** begin PAGE TEXT **

Cameroon’s Democracy in Name Only: Fraud, Repression, and the Legacy of Colonial Rule

Cameroon’s Stolen Future: How a Colonial Legacy of Fraud and Repression Endures in the Biya Era

For more than four decades, Cameroon has remained shackled to a political regime defined by authoritarianism, gerontocracy, and deep-rooted corruption. President Paul Biya—now in his ninety-second year—has once again extended his tenure, winning a highly contested eighth term in the October 12, 2025, election. Official figures claimed Biya secured 53.7% of the vote, while his principal challenger, Issa Tchiroma Bakary, reportedly received 35.2%. Yet few within Cameroon or abroad accept these numbers at face value.

An Election Marred by Fraud and Violence

Allegations of systemic electoral fraud erupted immediately. Bakary, a former regime insider turned opposition figure, declared the election illegitimate, citing widespread irregularities during both voting and counting processes. Videos emerged showing electoral officials associated with the national commission Elecam engaging in manipulations of ballots and rolls. Accusations of ballot-stuffing, falsified counts, and voter intimidation gained traction, particularly in Bakary’s northern stronghold and in the western regions, where his call for street mobilization was widely heeded.

 

Protests—some peaceful, others not—swept across several cities. In Douala, the nation’s economic hub and a long-time opposition bastion, clashes between demonstrators and security forces resulted in at least four deaths on October 26. Across the country, dozens of lives have been lost, and hundreds have been detained as the regime has moved swiftly to quell dissent. According to United Nations sources, at least 48 people were killed in the violent suppression of post-election protests.

 

Cameroon’s authorities have since accused Bakary of attempting to destabilize the nation. Reports indicate that he fled to neighboring Nigeria to avoid arrest, and Cameroonian officials are now seeking his extradition. Social media, meanwhile, has unearthed and circulated old videos of Bakary once praising Biya—revealing the deeply entangled and shifting loyalties of Cameroon’s political class.

A Political Actor Reborn

Bakary’s transformation from loyal regime mouthpiece to opposition figure has shocked many. Formerly known for his sycophantic defense of Biya’s policies during his time as communications and employment minister, Bakary resigned from government in June 2025 to launch an insurgent presidential bid. With leading opposition figure Maurice Kamto disqualified from running, Bakary emerged as a reluctant symbol of change for a populace desperate to unseat the ruling elite.

 

Despite his controversial past, Bakary managed to galvanize a significant portion of the electorate. His appeal lay less in his personal credibility and more in his symbolic role as a vessel for anti-Biya sentiment. 

Nevertheless, the institutional architecture of Cameroon’s electoral process—designed to insulate incumbents from true democratic challenge—proved impervious even to this wave of discontent.

 

Fraud Rooted in Colonial Practice

Cameroon’s electoral troubles are not a recent development; they are deeply embedded in its colonial past. French colonial administrators, keen to maintain control while projecting a façade of democratization, introduced electoral processes tightly bound by manipulation and repression. Voting rights were initially restricted to a narrow elite, while rigged ballots, intimidation, and violence ensured outcomes favorable to French interests.
This colonial model was perfected over time. In the 1950s, France targeted the Union of the Peoples of Cameroon (UPC)—a leftist, pro-independence party—with violent suppression. Thousands of its members were killed, including its revered leader Ruben Um Nyobè. Banned from participating in the first universal suffrage elections in 1956, the UPC’s exclusion ensured a managed transition to independence, led by France’s handpicked successor, Ahmadou Ahidjo.

** end PAGE TEXT **
** begin DATASET EXCERPT **

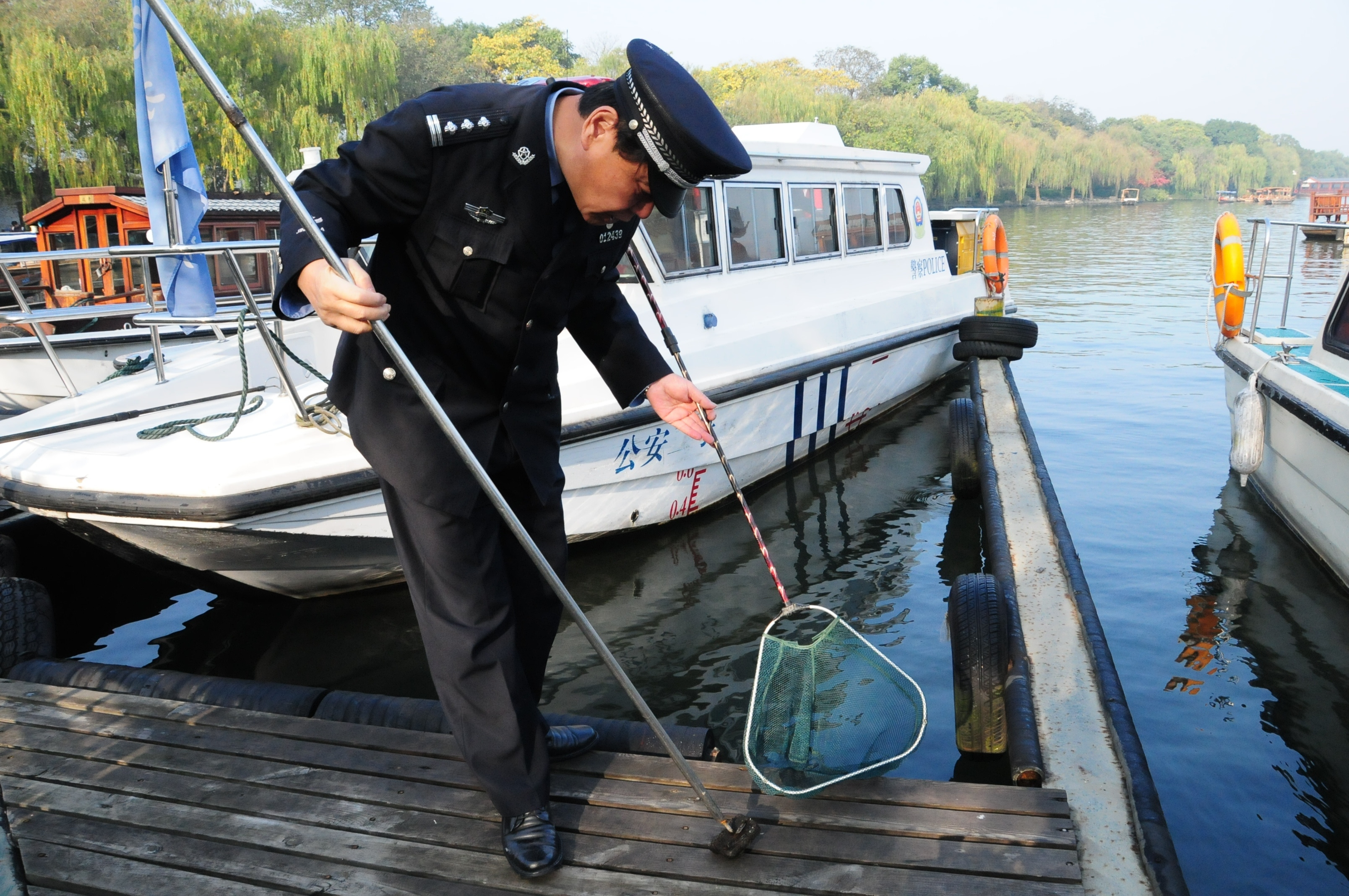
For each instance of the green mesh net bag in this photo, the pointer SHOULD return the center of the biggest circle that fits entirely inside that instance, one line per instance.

** end DATASET EXCERPT **

__TASKS TO CARRY OUT__.
**A.** Reproduce the Cameroon election article from "Despite his controversial" up to and including "for anti-Biya sentiment.".
**B.** In the article on Cameroon's election, what percentage of the vote was Issa Tchiroma Bakary reported to have received?
The listing has no connection to the article on Cameroon's election.

__REPLIES__.
**A.**
Despite his controversial past, Bakary managed to galvanize a significant portion of the electorate. His appeal lay less in his personal credibility and more in his symbolic role as a vessel for anti-Biya sentiment.

**B.** 35.2%